## WHAT THE TASK ASKS
The records below must be duplicated exactly, character for character.

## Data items
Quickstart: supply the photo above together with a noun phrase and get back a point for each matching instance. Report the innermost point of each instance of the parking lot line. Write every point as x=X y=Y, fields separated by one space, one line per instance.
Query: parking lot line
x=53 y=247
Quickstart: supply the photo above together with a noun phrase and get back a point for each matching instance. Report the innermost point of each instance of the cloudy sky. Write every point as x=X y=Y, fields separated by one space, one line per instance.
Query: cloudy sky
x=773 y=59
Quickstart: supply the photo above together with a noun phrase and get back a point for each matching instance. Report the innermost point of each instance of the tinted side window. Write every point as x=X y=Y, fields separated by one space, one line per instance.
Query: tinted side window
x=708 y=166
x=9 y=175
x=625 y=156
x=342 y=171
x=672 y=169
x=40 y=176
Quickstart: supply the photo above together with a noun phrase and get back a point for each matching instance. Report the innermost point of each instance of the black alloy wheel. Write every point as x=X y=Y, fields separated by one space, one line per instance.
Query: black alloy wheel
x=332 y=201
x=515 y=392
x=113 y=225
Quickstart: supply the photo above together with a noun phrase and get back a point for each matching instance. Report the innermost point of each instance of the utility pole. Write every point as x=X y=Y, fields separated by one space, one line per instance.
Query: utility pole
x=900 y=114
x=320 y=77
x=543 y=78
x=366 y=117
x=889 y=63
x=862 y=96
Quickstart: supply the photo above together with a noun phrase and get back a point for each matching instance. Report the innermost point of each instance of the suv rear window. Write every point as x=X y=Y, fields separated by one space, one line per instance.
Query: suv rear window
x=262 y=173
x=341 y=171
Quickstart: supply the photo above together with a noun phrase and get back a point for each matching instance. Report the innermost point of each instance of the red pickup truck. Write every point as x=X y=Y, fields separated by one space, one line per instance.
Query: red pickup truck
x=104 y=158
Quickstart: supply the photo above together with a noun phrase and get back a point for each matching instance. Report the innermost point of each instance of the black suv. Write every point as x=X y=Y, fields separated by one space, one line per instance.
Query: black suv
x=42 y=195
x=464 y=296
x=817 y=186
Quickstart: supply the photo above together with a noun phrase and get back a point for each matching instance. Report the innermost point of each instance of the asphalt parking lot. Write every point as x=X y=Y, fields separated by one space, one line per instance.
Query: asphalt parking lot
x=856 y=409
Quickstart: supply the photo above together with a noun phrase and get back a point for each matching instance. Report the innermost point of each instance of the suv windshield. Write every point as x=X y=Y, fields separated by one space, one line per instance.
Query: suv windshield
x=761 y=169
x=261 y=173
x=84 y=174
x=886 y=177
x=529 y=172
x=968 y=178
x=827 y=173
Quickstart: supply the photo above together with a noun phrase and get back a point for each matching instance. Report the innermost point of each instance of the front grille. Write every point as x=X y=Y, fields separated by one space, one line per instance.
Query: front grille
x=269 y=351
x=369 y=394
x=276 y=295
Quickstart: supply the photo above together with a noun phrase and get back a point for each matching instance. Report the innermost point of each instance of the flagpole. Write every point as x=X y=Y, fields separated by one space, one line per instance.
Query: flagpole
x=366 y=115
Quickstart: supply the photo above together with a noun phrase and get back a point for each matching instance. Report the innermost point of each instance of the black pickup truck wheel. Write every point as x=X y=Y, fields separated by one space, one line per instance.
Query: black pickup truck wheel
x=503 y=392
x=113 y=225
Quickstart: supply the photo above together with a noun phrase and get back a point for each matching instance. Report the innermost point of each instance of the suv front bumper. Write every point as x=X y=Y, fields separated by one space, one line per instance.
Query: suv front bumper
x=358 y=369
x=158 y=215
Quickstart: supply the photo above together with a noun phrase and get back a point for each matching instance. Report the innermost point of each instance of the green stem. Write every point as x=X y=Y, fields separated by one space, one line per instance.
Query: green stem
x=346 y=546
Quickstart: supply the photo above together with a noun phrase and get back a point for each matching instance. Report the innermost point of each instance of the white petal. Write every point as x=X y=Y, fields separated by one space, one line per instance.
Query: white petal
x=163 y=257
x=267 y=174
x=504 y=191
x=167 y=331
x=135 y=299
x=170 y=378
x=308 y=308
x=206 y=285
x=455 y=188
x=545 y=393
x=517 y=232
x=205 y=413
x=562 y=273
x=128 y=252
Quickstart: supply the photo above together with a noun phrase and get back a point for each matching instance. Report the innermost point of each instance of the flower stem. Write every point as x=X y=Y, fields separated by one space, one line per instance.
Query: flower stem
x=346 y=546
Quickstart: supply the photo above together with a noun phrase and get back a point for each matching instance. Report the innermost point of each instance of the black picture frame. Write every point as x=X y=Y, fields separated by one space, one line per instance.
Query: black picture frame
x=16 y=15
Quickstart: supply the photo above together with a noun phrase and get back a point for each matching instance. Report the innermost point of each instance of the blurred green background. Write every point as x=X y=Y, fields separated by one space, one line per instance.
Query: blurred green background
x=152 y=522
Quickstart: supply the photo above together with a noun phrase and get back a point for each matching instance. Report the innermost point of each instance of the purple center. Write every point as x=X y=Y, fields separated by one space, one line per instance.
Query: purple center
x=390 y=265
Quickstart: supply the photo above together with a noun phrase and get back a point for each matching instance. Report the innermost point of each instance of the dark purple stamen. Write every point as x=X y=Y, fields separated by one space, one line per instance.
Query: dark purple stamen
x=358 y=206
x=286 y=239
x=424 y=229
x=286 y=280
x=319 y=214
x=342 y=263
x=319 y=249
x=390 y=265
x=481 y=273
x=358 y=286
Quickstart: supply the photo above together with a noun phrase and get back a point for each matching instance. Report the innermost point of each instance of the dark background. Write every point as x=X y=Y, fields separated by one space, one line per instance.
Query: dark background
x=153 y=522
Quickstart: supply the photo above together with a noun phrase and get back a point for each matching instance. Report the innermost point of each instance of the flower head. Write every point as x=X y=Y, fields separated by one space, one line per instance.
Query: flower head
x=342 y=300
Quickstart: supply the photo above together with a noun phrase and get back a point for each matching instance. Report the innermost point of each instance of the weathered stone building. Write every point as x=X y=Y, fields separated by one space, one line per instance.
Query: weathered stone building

## EXERCISE ANSWER
Quickstart: supply the photo above together with a noun phrase and get back a point for each matching instance. Report the innermost point of each instance of the parking lot line. Write every point as x=X y=Y, fields separated by one space, one line per instance.
Query: parking lot line
x=53 y=247
Quickstart: supply the photo above together with a noun phrase and get back a point for each matching instance. Report the innermost point of each instance of the cloudy sky. Write every point as x=X y=Y, fields separated by one space, one line per instance.
Query: cloudy sky
x=773 y=59
Quickstart: supply the photo above together with a noun phrase and get back a point for each matching instance. Report the innermost point of each instance of the tinted side window. Write every point as x=X y=Y, fields separated by one space, one line per instance.
Query: tinted side window
x=708 y=166
x=9 y=175
x=625 y=156
x=342 y=171
x=672 y=169
x=40 y=176
Quickstart: supply the photo above together with a noun phrase and get back a point for each matching instance. Report the innermost point of each instance of the black alloy wheel. Write every point as x=X y=Y, fields separated by one space, one line per instance.
Query: black alloy wheel
x=332 y=201
x=515 y=392
x=113 y=225
Quickstart: supply the photo above together with a noun phrase and get back a point for each matching instance. Report the innermost point of each instance of the utility pole. Write every point as x=X y=Y, fields separated by one space, one line per instance.
Query: utility pole
x=900 y=114
x=320 y=77
x=543 y=78
x=366 y=117
x=889 y=63
x=862 y=96
Quickstart: supply the photo above together with a noun phrase and get back a point for each matching instance. Report the innermost point of each instance of the suv rear window. Write every point as x=X y=Y, fields separated by one space, one line per instance.
Query: suv rear window
x=262 y=173
x=341 y=171
Quickstart: supply the photo above together with a noun phrase and get back a point for each matching instance. Report the innermost point of each instance of the red pickup truck. Write every point as x=X y=Y, fields separated by one space, one line per instance.
Query: red pickup truck
x=104 y=158
Quickstart: supply the photo above together with a noun phrase and get back a point for each matching instance. Report the innermost point of each instance of the black suv. Write every point as x=X y=Y, fields separated by one space, one line per instance.
Query: black suv
x=42 y=195
x=464 y=296
x=817 y=186
Quickstart: supply the photo above together with a noun phrase and get back a point for each matching instance. Report the innermost point of each instance of the asphalt parking lot. Write every point as x=X y=Y, fields separated by one space, one line per instance.
Query: asphalt parking lot
x=856 y=409
Quickstart: supply the photo above together with a noun phrase and get back a point for each matching instance. Report the innermost point of each instance of the suv windshield. Write every point as x=X y=Y, fields separated by one space, one line per instance.
Query: suv windshield
x=761 y=169
x=261 y=173
x=84 y=174
x=886 y=177
x=529 y=172
x=968 y=178
x=827 y=173
Quickstart: supply the photo above together with a noun phrase and get back a point for each matching instance. Report the innermost point of each instance of the front grille. Write every point as x=X y=Y, fields separated by one space, one line per instance.
Query: front grille
x=269 y=351
x=369 y=394
x=276 y=295
Quickstart: supply the photo above together with a noun phrase and get back a point for each matching instance. Report the innermost point of each instance of the flagpole. Write every point as x=X y=Y, fields separated by one space, one line per instance.
Query: flagpole
x=366 y=115
Quickstart: supply the photo above together with a noun phrase and get back a point for each matching instance. Report the innermost point of each instance of the black pickup truck wheel. Write every point as x=X y=Y, fields separated by one space, one line per instance.
Query: black pickup truck wheel
x=503 y=392
x=113 y=225
Quickstart: supply the photo above together with a noun phrase and get back a point for each matching instance. Report the innermost point of each instance of the suv front bumper. Write every point as x=X y=Y, fields separated by one space, one line per instance.
Query: suv front bumper
x=358 y=369
x=158 y=215
Quickstart: supply the photo above together with a noun phrase and get back a point for each matching instance. Report the innermost point of each instance of the green stem. Write every point as x=X y=Y, fields separated by one space, one line per instance.
Query: green stem
x=346 y=546
Quickstart: supply the photo above together with a noun phrase and get back a point for each matching instance. Report the innermost point of each instance of the white petal. Write every point as x=X y=Y, fields separated by one space, one line per instance.
Query: white petal
x=163 y=257
x=267 y=174
x=504 y=191
x=167 y=331
x=135 y=299
x=170 y=378
x=308 y=308
x=206 y=285
x=455 y=188
x=545 y=393
x=517 y=232
x=205 y=413
x=562 y=273
x=128 y=252
Quickstart: supply the photo above together with a noun phrase and get back a point for each matching instance. Report the innermost point of each instance of the flower stem. Write every point as x=X y=Y, fields separated by one space, one line per instance.
Query: flower stem
x=346 y=546
Quickstart: supply the photo above together with a noun phrase and get back a point for each matching instance. Report the innermost point of each instance of the black picture frame. Write every point as x=X y=Y, fields separated by one space, one line per instance.
Query: black picture frame
x=16 y=15
Quickstart: supply the photo above together with a noun phrase and get back a point for each matching instance. Report the innermost point of each instance of the blurred green background. Write every point as x=X y=Y, fields separated by one space, one line per instance.
Query: blurred green background
x=152 y=522
Quickstart: supply the photo above together with a noun phrase and get back a point for each matching instance. Report the innermost point of each instance of the purple center. Write every point as x=X y=Y, fields separated by one space, one line per instance.
Query: purple center
x=390 y=265
Quickstart: supply the photo above together with a noun phrase and get back a point for each matching instance. Report the innermost point of each instance of the dark purple stamen. Write every point as x=X y=Y, fields separated by one space, one line per instance.
Query: dark purple stamen
x=358 y=206
x=286 y=239
x=424 y=229
x=286 y=280
x=319 y=214
x=342 y=263
x=319 y=249
x=390 y=265
x=481 y=273
x=358 y=286
Quickstart: supply the photo above together with a noun phrase and get back a point for each matching instance. Report the innermost point of each instance of the dark background. Write every point as x=X y=Y, fields separated by one space, one line per instance.
Query: dark background
x=153 y=522
Quickstart: supply the photo above together with a noun phrase and get back a point for each matching instance. Report the innermost point of each instance of the flower head. Write every point as x=X y=Y, fields separated by one space, one line per instance.
Query: flower head
x=342 y=300
Quickstart: supply the photo above together with a noun phrase and get back a point for each matching instance. Report the innermost point of each instance of the weathered stone building. Write every point as x=X y=Y, fields separated by one space, one line per instance.
Query: weathered stone building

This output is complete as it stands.